[Entries from a point annotation set]
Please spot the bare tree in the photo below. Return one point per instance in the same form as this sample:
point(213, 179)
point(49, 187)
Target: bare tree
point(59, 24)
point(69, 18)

DIRECTION
Reproduce every one of the records above word for word, with no changes.

EXERCISE RESPONSE
Please spot the bare tree in the photo below. Return one point per instance in the same form as this sample:
point(213, 179)
point(49, 187)
Target: bare tree
point(59, 24)
point(69, 18)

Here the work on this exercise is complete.